[Excerpts of bounding box data]

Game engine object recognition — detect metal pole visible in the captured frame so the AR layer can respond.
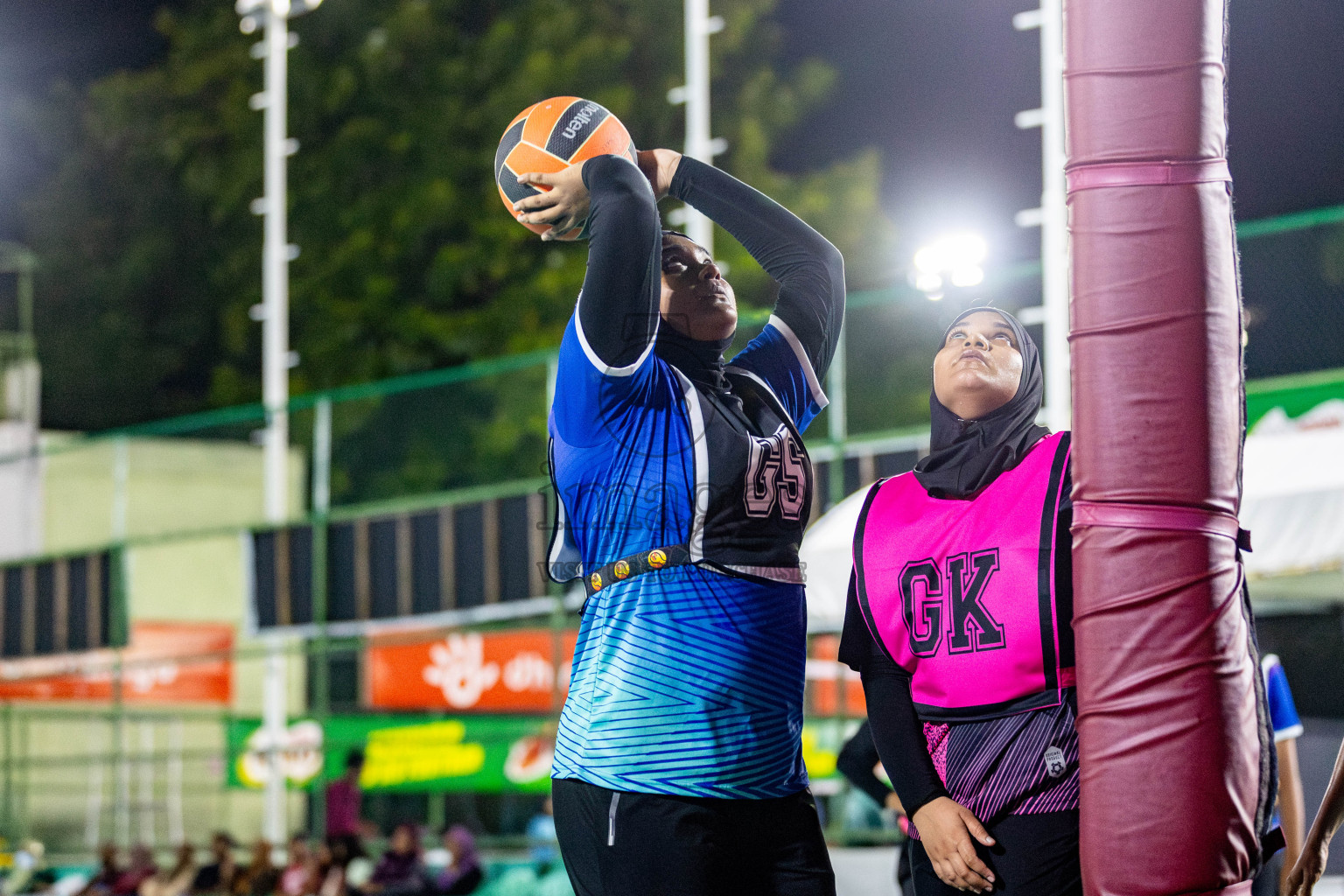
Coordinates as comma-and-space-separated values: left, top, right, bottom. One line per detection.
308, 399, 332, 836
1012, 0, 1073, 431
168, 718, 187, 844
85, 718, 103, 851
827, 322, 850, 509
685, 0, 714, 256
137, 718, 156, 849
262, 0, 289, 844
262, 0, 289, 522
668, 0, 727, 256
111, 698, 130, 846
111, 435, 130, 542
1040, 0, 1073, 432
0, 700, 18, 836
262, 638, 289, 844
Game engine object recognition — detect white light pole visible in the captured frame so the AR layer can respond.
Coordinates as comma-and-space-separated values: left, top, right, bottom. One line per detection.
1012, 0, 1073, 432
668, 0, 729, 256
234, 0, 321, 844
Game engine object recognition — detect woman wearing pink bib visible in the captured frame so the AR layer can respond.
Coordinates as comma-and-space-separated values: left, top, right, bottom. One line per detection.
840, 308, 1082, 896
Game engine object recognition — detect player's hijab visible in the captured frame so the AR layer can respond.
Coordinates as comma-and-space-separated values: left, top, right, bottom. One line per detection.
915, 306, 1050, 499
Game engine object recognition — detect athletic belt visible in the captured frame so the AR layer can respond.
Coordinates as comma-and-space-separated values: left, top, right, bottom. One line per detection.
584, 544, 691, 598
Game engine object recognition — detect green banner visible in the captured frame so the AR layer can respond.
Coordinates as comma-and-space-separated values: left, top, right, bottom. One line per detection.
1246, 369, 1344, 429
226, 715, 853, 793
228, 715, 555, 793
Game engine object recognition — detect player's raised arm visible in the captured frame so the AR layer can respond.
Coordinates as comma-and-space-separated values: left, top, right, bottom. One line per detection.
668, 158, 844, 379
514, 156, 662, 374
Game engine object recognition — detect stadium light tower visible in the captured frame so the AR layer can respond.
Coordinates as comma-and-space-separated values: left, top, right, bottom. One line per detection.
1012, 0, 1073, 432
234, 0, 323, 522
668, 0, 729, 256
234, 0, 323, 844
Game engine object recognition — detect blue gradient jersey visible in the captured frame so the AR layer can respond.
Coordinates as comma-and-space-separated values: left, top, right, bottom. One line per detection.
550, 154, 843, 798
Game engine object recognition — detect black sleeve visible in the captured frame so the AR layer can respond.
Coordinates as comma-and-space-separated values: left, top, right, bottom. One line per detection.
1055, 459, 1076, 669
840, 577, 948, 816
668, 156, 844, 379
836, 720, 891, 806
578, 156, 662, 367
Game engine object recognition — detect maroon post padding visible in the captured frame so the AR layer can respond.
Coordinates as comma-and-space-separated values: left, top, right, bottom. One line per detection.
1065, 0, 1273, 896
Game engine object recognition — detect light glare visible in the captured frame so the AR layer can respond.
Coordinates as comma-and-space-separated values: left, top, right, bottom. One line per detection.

## DIRECTIONS FOR THIS TASK
Rewrite all of the records above, swapping "captured frame" for "camera frame" wherever it occurs and leaving everything else unchanged. Omit the pictures from your answer.

## COMPLETE ANSWER
Game engine object recognition — detect metal pole visible in the camera frame so the AR layer can respond.
Coordinates as comma-and-space-separated values: left, top, right, bottom. One line per detection.
308, 399, 332, 836
1012, 0, 1073, 431
168, 718, 187, 844
85, 718, 103, 851
827, 322, 850, 509
685, 0, 714, 256
137, 718, 156, 849
262, 0, 289, 844
262, 0, 289, 522
668, 0, 727, 256
111, 698, 130, 846
111, 435, 130, 542
1040, 0, 1073, 432
0, 700, 18, 836
262, 638, 289, 844
Game engine object recognition — detect white light pole visible in the camera frame so the AR layer can respond.
Coordinates as comma-and-space-separated values: left, top, right, bottom. One line per detection.
1012, 0, 1073, 432
668, 0, 729, 256
234, 0, 321, 844
Game engine object recognition — detect woman wearing pink bib visible in the camera frame so the AR layer can respond.
Coordinates as comma-and-space-separated values: left, top, right, bottom. One line per detection.
840, 308, 1082, 896
Game engine object recognition — detect player's hijab visible in the camera frame so the AR layer can respond.
Coordinates as comma-and-space-separated values: left, top, right, bottom. One line per detection.
915, 306, 1050, 499
Game engine object recognition — detect athletic belt visible in the camera frame so the AR layer can respond.
Coordinates as comma-and-space-separated values: left, top, right, bottom. One line per detection.
584, 544, 691, 598
Game engine object recognition — detect green banner visible in the camera frame so the AR layer can respond.
Coordinates as comma-and-space-separated values: left, top, right, bottom. One line per detection.
1246, 369, 1344, 429
226, 715, 853, 793
228, 715, 555, 793
Game engine object recognition — detect player's raised arm visible in the camera frame so the AR layer can respond.
Coordinates as comma-and-space-separated values: left, top, right, bottom. One line per detection.
668, 158, 844, 379
514, 156, 662, 374
Game engine object recognition — detect stadium light tower visible in the camera frame so the AR layer can respond.
Coordinates as comma-and-space-separated values: left, top, right, bottom. One line per detection.
1012, 0, 1073, 432
234, 0, 323, 522
668, 0, 729, 256
234, 0, 323, 844
Game engine object recognition — detect blue gradient jersey visible in the camera frame so the AR layer can respond.
Coordinates as comma-and-space-separated values: left, top, right, bottom. One line per detection.
550, 154, 843, 798
Game engine object recognition — detect black sleeve visible in the camera frame so the AR layer can respond.
Coordinates as comma-and-space-separated values: left, top, right, bottom. One line per detection.
1055, 459, 1076, 669
840, 577, 948, 816
668, 156, 844, 379
836, 720, 891, 806
578, 156, 662, 367
Game engine object recognition — detect maroon post padding visible in the camera frame so the AR layer can respond.
Coordinates as comma-and-space-separated values: left, top, right, bottom. One line per detection.
1065, 0, 1273, 896
Game engine object recognition — detect light glare visible in the camera frame so the AR layer can respond.
Coordinates as comma-and-space-separated values: left, top, right, bottom. One line per detection.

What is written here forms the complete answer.